__Input data__.
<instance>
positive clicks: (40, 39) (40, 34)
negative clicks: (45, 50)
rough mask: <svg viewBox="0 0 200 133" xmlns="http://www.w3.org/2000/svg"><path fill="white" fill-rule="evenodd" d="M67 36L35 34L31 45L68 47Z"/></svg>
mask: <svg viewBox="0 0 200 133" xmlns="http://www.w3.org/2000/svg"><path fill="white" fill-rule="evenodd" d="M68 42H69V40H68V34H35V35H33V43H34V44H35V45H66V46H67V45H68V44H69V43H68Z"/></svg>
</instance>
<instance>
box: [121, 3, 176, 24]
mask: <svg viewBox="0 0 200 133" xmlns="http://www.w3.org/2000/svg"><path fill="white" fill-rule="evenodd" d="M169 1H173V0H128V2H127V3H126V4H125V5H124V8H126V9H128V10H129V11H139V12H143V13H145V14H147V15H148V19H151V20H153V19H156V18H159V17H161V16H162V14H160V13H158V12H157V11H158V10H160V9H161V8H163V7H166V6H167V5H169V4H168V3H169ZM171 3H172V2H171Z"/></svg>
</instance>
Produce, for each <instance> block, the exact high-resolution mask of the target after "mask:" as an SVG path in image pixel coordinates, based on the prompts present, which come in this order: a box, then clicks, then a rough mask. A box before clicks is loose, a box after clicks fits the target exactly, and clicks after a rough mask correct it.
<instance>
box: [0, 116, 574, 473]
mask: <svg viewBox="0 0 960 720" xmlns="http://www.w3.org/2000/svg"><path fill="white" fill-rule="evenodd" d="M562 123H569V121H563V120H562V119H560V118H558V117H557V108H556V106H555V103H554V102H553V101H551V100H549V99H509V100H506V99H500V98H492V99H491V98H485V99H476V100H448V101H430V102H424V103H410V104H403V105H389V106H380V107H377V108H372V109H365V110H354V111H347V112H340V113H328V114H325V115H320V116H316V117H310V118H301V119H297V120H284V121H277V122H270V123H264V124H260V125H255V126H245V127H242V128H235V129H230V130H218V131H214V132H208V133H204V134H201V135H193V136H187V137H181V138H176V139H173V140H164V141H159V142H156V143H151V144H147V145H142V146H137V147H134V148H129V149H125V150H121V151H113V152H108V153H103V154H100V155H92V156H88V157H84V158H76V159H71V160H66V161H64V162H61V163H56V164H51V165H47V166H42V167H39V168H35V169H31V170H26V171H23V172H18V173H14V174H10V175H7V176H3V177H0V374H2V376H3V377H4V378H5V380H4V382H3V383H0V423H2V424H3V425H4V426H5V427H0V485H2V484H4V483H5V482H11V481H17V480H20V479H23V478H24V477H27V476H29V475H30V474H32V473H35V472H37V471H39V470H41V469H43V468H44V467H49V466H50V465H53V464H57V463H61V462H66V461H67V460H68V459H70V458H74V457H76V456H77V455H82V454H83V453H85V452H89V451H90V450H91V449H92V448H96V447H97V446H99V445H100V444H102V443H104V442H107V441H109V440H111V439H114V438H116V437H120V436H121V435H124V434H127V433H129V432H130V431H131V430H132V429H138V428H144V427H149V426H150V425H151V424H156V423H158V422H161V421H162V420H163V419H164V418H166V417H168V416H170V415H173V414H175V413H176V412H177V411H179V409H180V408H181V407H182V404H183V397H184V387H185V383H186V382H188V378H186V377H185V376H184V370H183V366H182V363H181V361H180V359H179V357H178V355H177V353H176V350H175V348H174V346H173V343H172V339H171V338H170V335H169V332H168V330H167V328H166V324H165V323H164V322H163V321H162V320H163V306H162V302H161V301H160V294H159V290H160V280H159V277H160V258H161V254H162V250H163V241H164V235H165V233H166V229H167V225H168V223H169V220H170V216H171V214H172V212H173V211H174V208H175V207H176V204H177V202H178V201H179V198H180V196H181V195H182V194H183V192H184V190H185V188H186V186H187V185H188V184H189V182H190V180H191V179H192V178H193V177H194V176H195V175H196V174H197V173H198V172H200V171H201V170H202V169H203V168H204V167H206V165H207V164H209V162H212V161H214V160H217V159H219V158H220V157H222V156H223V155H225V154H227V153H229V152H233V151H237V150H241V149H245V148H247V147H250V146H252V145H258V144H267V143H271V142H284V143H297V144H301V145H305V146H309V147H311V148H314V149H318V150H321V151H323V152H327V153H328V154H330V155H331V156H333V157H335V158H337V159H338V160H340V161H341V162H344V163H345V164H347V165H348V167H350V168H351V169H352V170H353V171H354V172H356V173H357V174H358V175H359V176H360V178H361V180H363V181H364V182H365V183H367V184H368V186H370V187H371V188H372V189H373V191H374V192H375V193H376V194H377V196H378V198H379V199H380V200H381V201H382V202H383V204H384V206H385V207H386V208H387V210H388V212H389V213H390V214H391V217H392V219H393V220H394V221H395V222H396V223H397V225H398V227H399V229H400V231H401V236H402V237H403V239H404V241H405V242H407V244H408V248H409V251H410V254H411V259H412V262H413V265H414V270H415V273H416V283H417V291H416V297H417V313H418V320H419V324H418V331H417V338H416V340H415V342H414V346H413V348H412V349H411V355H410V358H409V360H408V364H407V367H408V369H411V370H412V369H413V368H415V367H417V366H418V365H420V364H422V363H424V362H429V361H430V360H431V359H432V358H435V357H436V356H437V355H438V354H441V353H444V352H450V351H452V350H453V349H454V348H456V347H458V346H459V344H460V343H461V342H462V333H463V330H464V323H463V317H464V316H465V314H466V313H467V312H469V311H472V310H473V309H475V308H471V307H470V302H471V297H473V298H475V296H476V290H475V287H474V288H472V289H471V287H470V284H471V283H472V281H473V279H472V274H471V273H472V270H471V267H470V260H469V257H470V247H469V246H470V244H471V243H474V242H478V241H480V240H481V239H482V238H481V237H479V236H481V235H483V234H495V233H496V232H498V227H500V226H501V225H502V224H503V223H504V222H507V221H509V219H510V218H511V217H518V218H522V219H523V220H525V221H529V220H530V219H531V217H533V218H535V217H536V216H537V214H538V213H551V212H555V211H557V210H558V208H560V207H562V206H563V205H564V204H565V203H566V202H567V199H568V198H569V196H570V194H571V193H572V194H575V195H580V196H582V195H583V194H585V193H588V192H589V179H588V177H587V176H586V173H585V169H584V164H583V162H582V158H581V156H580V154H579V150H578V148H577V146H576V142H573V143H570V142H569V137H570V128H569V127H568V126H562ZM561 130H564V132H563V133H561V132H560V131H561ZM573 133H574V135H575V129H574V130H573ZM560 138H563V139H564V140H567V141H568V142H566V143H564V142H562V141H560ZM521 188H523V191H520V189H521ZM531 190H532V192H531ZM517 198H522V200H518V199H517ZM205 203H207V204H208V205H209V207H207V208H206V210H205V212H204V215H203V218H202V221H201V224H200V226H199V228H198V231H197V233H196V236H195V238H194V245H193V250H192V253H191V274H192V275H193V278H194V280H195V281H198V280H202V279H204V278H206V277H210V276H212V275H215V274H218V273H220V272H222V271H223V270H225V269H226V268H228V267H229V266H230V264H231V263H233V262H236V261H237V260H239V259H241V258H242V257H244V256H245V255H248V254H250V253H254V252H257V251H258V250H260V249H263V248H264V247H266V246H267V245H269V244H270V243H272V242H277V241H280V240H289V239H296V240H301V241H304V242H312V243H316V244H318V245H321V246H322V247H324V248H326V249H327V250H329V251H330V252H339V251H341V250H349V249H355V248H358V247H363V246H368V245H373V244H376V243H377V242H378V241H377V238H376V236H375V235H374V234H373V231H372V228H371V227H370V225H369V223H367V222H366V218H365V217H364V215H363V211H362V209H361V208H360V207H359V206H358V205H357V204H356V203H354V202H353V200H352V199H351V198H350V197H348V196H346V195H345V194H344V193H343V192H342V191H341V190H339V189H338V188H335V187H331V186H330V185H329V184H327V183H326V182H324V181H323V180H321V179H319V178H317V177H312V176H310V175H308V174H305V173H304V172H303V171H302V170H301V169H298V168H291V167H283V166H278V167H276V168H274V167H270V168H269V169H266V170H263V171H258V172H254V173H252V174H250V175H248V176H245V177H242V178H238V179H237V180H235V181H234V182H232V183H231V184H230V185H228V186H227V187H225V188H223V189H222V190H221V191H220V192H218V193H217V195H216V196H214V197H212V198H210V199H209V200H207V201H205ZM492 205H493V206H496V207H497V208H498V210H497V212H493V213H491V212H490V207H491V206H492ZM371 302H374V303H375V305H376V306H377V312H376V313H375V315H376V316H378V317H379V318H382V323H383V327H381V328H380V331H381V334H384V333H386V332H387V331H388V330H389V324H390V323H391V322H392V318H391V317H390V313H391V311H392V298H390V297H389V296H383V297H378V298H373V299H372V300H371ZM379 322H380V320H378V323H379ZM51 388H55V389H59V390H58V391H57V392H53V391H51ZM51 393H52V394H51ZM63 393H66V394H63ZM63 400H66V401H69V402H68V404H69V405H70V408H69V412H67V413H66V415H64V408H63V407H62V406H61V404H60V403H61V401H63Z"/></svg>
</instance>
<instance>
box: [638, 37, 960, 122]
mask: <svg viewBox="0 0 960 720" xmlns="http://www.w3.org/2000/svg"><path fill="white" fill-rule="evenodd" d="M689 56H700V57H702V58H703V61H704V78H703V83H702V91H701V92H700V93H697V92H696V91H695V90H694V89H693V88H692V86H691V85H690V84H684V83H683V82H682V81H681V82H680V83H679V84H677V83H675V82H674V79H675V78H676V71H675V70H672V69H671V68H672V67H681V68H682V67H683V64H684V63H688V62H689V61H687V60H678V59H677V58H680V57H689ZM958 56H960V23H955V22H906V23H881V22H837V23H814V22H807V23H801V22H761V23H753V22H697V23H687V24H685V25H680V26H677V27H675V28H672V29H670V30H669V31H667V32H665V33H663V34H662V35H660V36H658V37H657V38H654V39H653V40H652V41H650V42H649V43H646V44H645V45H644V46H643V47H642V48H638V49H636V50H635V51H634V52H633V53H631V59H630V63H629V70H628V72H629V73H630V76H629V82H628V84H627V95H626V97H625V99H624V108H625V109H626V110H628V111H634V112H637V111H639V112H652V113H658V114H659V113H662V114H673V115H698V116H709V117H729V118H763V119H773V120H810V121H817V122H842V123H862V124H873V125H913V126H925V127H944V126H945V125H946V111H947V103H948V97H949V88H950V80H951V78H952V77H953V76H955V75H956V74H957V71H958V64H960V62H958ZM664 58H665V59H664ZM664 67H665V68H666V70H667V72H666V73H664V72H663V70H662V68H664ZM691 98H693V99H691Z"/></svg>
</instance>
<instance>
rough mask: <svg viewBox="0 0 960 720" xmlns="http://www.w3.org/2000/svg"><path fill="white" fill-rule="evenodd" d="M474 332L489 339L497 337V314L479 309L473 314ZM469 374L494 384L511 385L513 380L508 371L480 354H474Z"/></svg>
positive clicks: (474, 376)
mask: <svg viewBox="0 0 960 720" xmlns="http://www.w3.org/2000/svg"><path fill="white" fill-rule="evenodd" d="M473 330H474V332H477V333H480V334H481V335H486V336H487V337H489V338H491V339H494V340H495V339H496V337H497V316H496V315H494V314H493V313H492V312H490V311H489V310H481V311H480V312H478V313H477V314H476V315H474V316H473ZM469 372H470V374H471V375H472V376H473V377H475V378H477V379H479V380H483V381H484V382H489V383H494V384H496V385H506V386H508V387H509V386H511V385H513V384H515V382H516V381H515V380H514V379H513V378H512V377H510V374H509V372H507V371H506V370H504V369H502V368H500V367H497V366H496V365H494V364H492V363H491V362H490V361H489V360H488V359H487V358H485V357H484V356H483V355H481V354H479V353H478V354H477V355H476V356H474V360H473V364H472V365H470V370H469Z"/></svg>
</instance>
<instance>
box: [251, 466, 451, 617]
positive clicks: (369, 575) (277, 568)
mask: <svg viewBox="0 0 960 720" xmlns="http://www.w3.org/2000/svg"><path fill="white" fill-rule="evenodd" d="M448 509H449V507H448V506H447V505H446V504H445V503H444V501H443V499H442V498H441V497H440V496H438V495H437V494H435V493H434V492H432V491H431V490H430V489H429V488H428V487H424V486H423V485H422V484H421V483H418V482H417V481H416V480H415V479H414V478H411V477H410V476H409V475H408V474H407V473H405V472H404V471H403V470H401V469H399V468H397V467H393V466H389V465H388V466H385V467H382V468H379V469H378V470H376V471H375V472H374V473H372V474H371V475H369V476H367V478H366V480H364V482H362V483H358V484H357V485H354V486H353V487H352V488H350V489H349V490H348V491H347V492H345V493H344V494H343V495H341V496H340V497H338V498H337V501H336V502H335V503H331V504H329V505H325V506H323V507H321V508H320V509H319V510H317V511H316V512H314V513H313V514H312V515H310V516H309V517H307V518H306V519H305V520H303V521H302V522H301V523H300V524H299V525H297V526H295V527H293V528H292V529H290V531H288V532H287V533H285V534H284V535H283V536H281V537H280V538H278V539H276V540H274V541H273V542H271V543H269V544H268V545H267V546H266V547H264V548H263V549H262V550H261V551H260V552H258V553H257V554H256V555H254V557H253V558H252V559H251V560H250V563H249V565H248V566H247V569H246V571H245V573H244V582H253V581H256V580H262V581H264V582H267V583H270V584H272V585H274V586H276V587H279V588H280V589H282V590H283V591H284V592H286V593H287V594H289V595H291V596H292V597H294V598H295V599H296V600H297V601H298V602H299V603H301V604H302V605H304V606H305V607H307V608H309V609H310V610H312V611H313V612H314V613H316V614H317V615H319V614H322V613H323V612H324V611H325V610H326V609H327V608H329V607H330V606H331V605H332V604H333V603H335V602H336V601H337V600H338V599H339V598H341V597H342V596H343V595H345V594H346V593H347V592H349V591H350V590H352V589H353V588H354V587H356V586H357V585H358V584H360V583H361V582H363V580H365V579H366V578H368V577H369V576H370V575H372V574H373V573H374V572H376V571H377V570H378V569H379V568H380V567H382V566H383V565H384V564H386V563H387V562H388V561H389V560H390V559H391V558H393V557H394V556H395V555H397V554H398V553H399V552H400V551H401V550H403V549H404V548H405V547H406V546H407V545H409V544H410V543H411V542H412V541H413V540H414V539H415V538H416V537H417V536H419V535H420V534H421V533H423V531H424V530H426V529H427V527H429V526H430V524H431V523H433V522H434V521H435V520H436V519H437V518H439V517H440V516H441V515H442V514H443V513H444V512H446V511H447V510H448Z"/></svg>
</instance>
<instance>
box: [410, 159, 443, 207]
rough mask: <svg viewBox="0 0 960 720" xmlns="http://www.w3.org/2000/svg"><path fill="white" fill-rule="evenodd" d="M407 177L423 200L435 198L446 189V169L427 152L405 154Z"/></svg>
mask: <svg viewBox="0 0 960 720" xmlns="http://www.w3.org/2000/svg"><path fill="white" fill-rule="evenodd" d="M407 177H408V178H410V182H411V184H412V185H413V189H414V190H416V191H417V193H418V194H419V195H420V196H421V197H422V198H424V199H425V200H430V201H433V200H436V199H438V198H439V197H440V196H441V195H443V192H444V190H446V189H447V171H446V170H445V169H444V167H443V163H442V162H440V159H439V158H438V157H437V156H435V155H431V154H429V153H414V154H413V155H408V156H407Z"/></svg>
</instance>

__Assignment__. Scan the listing for the string "clicks" and copy every line that carries it.

__Response to the exercise__.
positive clicks: (40, 39) (40, 34)
negative clicks: (45, 50)
Produce, for each <instance> block, the exact high-resolution mask of the target after "mask:" as an SVG path in image pixel coordinates, based on the prompts present, which come in this order: a box, then clicks, then a rough mask. A box before clicks is loose, a box after clicks fits the target exactly, and clicks after a rough mask correct it.
positive clicks: (474, 376)
positive clicks: (369, 575) (277, 568)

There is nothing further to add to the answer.